*WHAT IS ASKED*
Lay out the lines of the material as a Markdown table with the columns Row and Line, starting with the line containing "Note: for this drill we locate the utility" and going on through the line containing "(1001, 303)". Skip any blank lines.

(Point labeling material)

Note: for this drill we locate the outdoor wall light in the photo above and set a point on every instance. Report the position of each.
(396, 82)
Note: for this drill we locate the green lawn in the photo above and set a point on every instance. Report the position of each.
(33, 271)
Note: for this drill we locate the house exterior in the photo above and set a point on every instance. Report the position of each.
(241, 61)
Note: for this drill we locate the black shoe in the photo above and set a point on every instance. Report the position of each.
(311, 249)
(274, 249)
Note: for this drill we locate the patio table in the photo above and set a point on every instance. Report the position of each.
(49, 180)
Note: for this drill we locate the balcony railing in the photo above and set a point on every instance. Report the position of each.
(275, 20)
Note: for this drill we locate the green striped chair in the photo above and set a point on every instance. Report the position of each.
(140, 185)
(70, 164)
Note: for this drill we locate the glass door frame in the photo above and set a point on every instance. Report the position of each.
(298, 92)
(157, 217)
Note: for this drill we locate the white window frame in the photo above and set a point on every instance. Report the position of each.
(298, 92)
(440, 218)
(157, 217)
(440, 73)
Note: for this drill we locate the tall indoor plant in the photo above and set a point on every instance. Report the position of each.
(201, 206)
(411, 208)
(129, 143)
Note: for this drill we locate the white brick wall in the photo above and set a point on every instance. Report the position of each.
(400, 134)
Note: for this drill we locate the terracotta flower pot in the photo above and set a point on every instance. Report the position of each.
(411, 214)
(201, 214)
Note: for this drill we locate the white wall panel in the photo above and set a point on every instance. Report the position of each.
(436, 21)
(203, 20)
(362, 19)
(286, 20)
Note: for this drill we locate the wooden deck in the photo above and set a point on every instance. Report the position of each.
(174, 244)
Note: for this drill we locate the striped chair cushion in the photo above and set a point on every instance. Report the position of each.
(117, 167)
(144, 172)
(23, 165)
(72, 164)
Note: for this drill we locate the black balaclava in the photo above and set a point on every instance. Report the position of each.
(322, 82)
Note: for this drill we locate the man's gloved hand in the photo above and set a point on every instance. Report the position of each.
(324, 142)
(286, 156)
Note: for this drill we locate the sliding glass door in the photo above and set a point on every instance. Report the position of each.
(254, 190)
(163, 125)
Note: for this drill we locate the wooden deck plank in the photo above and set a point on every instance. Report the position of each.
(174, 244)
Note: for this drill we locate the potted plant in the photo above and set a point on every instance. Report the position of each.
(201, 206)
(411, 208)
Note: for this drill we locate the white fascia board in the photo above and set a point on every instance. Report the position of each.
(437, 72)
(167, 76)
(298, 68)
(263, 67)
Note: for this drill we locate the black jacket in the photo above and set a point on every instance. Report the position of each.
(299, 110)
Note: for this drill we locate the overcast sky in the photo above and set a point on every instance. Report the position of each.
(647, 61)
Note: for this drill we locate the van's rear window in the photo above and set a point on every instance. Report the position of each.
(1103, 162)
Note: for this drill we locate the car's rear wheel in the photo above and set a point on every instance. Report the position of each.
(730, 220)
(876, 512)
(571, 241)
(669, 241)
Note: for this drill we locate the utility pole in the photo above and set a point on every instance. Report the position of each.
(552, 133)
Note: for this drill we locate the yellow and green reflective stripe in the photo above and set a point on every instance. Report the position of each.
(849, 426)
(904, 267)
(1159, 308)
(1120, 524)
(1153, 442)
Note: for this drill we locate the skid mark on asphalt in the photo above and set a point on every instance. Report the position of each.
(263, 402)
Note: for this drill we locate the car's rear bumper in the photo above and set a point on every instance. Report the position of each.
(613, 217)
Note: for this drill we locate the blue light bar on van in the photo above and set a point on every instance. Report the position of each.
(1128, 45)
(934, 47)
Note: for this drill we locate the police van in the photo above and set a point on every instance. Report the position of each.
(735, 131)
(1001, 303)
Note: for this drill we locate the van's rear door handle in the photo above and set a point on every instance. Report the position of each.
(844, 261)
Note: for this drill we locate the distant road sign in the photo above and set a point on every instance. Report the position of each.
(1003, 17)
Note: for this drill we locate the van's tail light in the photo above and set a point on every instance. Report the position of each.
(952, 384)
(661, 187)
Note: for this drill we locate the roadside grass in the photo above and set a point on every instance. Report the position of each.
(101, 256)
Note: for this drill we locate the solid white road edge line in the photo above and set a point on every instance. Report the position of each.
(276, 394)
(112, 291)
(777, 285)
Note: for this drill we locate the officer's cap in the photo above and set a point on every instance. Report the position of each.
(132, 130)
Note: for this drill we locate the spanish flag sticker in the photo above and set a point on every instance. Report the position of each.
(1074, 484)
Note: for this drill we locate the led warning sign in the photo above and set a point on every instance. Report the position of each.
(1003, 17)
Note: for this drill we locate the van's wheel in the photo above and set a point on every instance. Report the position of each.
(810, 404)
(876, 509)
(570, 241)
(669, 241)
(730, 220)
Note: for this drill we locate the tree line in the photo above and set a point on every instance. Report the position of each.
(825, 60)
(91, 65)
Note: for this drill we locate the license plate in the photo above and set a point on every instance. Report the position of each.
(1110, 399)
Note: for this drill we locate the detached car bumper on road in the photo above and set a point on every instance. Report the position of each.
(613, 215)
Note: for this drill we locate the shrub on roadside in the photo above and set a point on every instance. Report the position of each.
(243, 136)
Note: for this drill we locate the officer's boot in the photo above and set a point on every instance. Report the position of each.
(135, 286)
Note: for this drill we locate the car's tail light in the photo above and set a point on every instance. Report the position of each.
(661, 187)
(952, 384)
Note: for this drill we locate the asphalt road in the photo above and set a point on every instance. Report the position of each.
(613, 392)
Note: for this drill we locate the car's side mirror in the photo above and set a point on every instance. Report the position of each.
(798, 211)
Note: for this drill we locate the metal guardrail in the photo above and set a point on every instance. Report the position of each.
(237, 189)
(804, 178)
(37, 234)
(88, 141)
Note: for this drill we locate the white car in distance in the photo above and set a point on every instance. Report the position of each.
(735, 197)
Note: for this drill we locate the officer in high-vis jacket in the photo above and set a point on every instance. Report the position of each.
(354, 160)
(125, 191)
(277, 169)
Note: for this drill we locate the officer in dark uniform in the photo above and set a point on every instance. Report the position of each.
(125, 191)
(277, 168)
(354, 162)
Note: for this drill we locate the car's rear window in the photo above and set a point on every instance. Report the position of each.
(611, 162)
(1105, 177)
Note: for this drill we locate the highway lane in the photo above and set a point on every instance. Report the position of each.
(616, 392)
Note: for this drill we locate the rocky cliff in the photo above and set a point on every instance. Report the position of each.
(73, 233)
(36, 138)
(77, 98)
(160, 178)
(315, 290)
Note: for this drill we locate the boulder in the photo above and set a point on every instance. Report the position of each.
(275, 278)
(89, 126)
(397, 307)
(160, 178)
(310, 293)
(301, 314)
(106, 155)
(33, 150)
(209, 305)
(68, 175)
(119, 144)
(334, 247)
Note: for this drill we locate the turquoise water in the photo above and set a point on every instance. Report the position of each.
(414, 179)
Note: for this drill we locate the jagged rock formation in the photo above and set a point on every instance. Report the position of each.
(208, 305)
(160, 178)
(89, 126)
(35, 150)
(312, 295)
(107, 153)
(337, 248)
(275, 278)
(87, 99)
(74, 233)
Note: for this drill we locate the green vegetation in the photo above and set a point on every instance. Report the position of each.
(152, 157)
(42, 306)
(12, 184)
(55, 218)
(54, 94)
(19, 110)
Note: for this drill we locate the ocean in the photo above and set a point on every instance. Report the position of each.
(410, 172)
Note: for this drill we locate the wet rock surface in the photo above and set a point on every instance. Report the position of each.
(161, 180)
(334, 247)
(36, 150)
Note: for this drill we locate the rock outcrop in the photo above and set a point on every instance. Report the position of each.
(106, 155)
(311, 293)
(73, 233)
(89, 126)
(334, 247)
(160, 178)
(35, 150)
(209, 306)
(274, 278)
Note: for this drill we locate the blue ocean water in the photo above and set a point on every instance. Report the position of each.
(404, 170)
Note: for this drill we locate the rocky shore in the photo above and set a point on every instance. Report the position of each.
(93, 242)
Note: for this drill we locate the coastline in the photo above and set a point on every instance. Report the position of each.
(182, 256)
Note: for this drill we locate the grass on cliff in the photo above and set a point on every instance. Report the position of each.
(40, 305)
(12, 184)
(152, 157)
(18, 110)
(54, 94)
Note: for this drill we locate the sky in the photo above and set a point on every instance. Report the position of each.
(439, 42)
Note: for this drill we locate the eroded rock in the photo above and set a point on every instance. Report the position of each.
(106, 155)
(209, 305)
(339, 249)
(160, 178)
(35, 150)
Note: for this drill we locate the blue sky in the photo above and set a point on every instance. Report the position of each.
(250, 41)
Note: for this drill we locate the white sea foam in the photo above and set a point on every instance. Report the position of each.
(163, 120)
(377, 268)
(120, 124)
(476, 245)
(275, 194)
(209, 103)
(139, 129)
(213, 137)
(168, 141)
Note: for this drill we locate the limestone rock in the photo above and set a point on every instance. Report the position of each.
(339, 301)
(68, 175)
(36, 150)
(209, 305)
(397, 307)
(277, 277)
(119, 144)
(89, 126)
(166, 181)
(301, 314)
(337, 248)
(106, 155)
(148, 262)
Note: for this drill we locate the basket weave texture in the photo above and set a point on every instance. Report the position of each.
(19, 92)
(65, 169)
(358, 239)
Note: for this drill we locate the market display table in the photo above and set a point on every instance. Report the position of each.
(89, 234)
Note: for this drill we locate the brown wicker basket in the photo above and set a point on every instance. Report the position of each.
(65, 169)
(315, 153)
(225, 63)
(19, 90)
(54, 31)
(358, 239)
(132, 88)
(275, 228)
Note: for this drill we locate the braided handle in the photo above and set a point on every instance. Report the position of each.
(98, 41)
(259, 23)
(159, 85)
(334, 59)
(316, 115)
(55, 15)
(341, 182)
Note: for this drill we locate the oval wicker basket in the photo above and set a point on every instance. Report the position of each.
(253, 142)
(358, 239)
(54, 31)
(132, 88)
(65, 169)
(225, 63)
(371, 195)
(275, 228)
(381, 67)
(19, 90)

*ANSWER TO THE PROBLEM*
| Row | Line |
|---|---|
| 1 | Note: for this drill we locate the utility pole in the photo above and set a point on every instance. Report the position of each. |
| 2 | (552, 133) |
| 3 | Note: for this drill we locate the yellow and green reflective stripe in the photo above and set a point on every instance. Report the position of each. |
| 4 | (849, 426) |
| 5 | (904, 267) |
| 6 | (1159, 308) |
| 7 | (1120, 524) |
| 8 | (1153, 442) |
| 9 | Note: for this drill we locate the skid mark on asphalt in the photo above and set a point on every instance. Report the position of each. |
| 10 | (263, 402) |
| 11 | Note: for this drill we locate the car's rear bumper in the photo above and set a point on every instance. Report the position of each. |
| 12 | (613, 217) |
| 13 | Note: for this drill we locate the blue light bar on van in the photo above and set a point on every instance. Report the position of each. |
| 14 | (1128, 45) |
| 15 | (934, 47) |
| 16 | Note: for this drill we locate the police van in the photo above and set a point on every instance. Report the position of each. |
| 17 | (735, 131) |
| 18 | (1001, 303) |